— Begin —
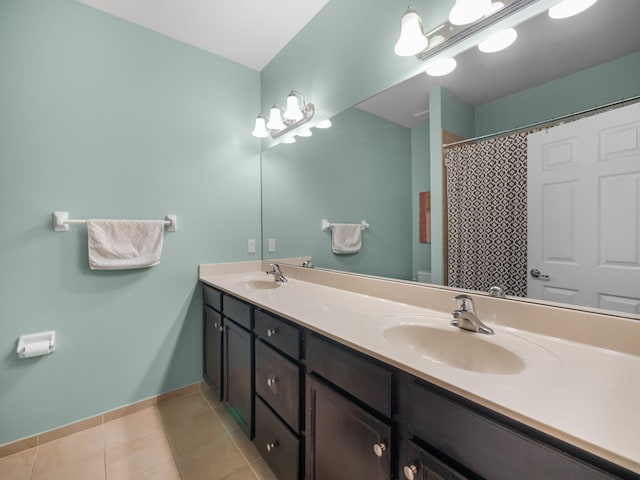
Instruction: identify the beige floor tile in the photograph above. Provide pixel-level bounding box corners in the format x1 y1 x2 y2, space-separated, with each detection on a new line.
156 392 211 425
224 466 258 480
165 410 227 456
31 426 105 480
215 405 240 432
104 406 164 449
202 386 222 408
177 435 248 480
230 430 261 462
105 431 174 480
0 448 36 480
126 460 181 480
251 458 278 480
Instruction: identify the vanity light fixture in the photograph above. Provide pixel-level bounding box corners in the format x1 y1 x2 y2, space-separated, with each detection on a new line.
478 28 518 53
549 0 598 19
251 90 315 143
425 57 458 77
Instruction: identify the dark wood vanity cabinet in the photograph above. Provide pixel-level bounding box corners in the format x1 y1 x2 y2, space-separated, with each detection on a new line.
254 309 304 480
202 284 224 400
399 377 621 480
306 334 394 480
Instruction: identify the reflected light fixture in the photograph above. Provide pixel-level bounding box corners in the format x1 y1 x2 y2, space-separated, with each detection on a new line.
251 90 315 143
449 0 491 25
478 28 518 53
425 57 458 77
549 0 598 19
393 7 429 57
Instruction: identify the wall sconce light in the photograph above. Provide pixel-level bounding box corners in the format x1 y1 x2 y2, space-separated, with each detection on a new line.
394 0 528 68
251 90 315 141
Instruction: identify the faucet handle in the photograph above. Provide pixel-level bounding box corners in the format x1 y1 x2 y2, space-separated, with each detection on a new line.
453 294 473 312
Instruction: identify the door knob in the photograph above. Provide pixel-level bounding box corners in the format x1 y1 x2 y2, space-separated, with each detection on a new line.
373 442 387 457
403 465 418 480
529 268 550 280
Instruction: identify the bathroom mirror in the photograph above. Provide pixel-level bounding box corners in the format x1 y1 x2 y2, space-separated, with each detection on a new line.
262 0 640 316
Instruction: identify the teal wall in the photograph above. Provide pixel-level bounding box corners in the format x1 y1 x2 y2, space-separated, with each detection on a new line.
262 108 415 280
475 53 640 135
0 0 260 444
411 122 431 280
— End —
> **Task**: Set out every line of the rows above as a JSON list of strings, one string per line, with blank lines skipped and the pictures left out.

> **Written answer**:
[
  "Instruction: identify the beige floor tile in the photograph above. Provide pixel-level bounding box corners in the format x1 y1 x2 y2, space-separated, with each detection on a new line.",
  "156 392 211 425",
  "224 466 258 480",
  "165 410 227 456",
  "31 426 105 480",
  "215 405 240 432",
  "104 406 164 449",
  "202 386 222 408",
  "177 435 248 480",
  "230 430 261 462",
  "105 431 174 480",
  "0 448 36 480",
  "126 460 181 480",
  "251 458 278 480",
  "Instruction: identify the vanity light fixture in the photograph above. Provide pixel-level bounding box corners in the format x1 y1 x2 y2, space-separated, with each detection on a new line.",
  "478 28 518 53",
  "549 0 598 19",
  "251 90 315 143",
  "425 57 458 77",
  "Instruction: identify the dark wood vanity cabinet in the photograph above. Provide pixel-level bounding box corners in the format x1 y1 x2 y2, space-separated, with each detection on a new line.",
  "254 309 304 480",
  "202 284 224 400",
  "399 377 621 480",
  "306 334 394 480",
  "Instruction: identify the reflected light fixture in the photograph above. Provide pixel-level bounding box corners in the format x1 y1 x2 y2, space-separated, with each detection on a new line.",
  "251 90 315 143",
  "449 0 491 25",
  "478 28 518 53",
  "425 57 458 77",
  "549 0 598 19",
  "393 7 429 57",
  "Instruction: identify the wall sconce light in the photograph above. Provide pixel-level bounding box corners in the format x1 y1 x2 y2, space-separated, with each detection on a new line.",
  "394 0 528 68",
  "251 90 315 141",
  "Instruction: identify the faucet handle in the photograph above. Provide pixel-level bounding box corners in the format x1 y1 x2 y2, space-separated, with each detection on a new line.",
  "453 294 473 312",
  "Instruction: identify the door knob in the photograph above. Provide pixel-level bounding box corners in the format x1 y1 x2 y2, space-separated, with each detection on a new line.",
  "373 442 387 457",
  "403 465 418 480",
  "529 268 550 280",
  "Instruction: identify the bathroom mirror in the photograph above. Provide pixel-level bounding box corners in the format x1 y1 x2 y2, space-separated, with each detection on a new line.",
  "262 0 640 316",
  "Instruction: identify the teal wall in the photograph above. Provide pixel-level bounding box corners in the format x1 y1 x2 y2, space-separated, with each detection on a new line.",
  "262 108 415 280",
  "475 53 640 135",
  "0 0 260 444",
  "411 122 431 280"
]